(Stored records)
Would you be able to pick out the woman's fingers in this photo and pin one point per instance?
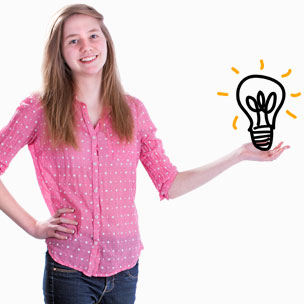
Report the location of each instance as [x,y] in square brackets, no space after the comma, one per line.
[63,220]
[63,210]
[63,229]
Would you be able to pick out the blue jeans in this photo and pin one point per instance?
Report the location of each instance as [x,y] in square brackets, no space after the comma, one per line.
[64,285]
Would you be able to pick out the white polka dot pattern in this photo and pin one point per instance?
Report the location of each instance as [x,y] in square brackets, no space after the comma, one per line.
[98,180]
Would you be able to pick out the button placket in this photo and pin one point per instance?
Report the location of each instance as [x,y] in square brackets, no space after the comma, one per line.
[95,181]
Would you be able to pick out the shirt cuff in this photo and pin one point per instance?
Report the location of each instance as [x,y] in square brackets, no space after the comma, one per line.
[164,191]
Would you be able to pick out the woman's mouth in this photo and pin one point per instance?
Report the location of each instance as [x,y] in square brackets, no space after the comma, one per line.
[88,59]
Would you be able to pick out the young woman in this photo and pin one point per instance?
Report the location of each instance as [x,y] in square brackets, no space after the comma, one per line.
[86,137]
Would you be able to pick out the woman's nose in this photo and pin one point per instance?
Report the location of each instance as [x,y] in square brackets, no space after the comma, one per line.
[85,45]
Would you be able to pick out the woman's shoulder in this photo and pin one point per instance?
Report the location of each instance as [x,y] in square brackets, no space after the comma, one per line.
[33,101]
[134,103]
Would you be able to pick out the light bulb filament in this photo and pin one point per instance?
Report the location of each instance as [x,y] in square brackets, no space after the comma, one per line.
[262,105]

*WORK REQUIRED*
Please write out all the data again word for word, but not the pictures.

*SOLVED PROBLEM*
Would you be able to pick out the woman's fingers in this photo and pin one point per instance?
Report the location of each instance as [x,y] in square brackets, no space after the comma, one per line.
[63,220]
[63,210]
[63,229]
Would you be able to pick out the blue jeans in this photo and pin one point per instance?
Report the location of each instance as [x,y] in square brackets, no space after the comma, one per line.
[64,285]
Would you be able to pick out the white polka dot pattern in this photo and pin one point per instance?
Report the location of each instance as [x,y] in square brackets, no space after the comma, one per line.
[98,180]
Would you be able to pick out the button placket in this photo and pin one point per instance?
Report the location of each instance as [x,y] in square brackets, no space after the comma, one per line.
[95,181]
Would you be able to pick out the shirt cuff in this photo and pin one point per instance?
Report the location of each instance as [x,y] in square brackets, no space after the comma, one per line.
[164,191]
Would you be able to pick out the woman's mouth in this photo and pin one point per instance?
Report the location of each instance as [x,y] in square brackets, no space after the comma, one per line.
[88,59]
Would you be able to pick out the young woman in this photo and pin one point per instance?
Report the location of each instance as [x,y] in square brackets, no space after the comma, one per line.
[86,137]
Would you be able to pick out the woman's nose in this photo and pin one point per instance?
Report the location of each instance as [x,y] in square brackets, no space after the comma, one per line.
[85,45]
Would you be able to pick out the woman's shoulder in this photo and pin one point per instance?
Report the location of each instance as [x,y] in square brackets, no space after the comma, one per line.
[33,101]
[134,103]
Would you be able to pick out the light bulb filament in this photo and pin one point per instance?
Report the location of each instance as [x,y] in square brackets, no space after the comma, one per line.
[262,105]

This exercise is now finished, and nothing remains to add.